Required work →
Report every line of the records that contains the string "wheel", treating uppercase and lowercase as distinct.

----- Data excerpts

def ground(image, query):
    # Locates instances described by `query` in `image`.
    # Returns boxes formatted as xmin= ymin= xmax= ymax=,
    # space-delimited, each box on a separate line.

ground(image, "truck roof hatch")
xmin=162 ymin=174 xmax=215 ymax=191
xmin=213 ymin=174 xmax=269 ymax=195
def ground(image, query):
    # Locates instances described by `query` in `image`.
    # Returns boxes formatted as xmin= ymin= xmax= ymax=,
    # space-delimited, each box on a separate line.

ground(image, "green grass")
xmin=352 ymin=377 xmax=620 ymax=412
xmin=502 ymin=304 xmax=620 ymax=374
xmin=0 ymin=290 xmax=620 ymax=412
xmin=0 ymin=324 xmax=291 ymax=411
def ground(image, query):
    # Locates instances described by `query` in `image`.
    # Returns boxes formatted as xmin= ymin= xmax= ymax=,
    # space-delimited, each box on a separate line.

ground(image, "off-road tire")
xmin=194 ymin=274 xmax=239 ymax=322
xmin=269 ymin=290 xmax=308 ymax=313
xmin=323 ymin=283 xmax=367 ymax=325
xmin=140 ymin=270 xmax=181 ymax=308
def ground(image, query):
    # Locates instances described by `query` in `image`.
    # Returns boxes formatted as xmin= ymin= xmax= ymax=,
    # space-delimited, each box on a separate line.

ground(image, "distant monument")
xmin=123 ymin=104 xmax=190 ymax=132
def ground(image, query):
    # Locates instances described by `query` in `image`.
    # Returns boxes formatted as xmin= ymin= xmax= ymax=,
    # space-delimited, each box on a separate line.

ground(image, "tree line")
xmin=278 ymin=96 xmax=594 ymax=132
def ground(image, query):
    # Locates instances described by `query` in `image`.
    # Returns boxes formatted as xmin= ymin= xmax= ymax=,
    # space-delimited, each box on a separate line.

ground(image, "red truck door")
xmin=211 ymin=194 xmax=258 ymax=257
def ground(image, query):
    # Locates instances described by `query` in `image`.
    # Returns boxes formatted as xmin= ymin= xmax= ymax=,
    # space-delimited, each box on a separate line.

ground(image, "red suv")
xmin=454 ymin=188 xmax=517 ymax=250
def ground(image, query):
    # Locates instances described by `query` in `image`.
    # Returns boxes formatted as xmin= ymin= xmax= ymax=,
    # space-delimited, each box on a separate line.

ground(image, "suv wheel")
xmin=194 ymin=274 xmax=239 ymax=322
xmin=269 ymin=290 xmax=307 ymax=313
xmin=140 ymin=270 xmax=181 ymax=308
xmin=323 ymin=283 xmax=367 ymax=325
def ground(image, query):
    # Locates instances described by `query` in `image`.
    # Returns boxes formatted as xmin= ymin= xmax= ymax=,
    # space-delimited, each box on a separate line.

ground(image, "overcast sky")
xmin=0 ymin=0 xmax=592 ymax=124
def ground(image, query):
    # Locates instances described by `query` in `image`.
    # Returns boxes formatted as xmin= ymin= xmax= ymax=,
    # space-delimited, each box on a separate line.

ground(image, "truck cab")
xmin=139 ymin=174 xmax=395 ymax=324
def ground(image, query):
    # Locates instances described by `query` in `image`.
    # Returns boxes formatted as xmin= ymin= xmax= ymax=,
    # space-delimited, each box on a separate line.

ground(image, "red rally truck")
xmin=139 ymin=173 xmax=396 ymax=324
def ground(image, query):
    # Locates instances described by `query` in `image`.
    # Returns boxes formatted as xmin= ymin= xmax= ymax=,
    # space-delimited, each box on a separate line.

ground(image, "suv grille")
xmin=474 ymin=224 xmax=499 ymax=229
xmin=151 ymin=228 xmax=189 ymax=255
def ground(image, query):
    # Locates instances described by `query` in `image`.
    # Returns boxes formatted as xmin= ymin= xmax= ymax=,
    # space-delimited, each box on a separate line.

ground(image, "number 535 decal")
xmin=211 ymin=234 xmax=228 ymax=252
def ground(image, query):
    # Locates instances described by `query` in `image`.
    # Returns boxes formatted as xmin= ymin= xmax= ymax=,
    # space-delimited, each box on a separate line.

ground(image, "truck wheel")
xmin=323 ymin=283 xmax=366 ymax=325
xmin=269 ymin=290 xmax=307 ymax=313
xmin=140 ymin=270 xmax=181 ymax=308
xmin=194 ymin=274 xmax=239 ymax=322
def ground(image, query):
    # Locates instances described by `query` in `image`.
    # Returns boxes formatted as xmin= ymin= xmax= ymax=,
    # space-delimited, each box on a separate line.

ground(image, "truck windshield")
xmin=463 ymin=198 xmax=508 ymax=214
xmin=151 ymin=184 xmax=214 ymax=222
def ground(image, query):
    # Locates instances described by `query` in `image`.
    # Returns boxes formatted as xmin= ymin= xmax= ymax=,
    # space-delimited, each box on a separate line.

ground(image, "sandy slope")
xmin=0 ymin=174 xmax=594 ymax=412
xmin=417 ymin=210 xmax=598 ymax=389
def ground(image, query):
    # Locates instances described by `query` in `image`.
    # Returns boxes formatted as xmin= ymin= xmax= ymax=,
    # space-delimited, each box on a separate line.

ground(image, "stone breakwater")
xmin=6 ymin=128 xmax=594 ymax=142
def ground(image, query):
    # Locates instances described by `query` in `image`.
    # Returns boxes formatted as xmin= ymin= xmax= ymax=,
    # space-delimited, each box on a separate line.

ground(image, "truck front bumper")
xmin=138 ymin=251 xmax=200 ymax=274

----------

The response →
ground(image, "suv wheel")
ground(image, "truck wheel")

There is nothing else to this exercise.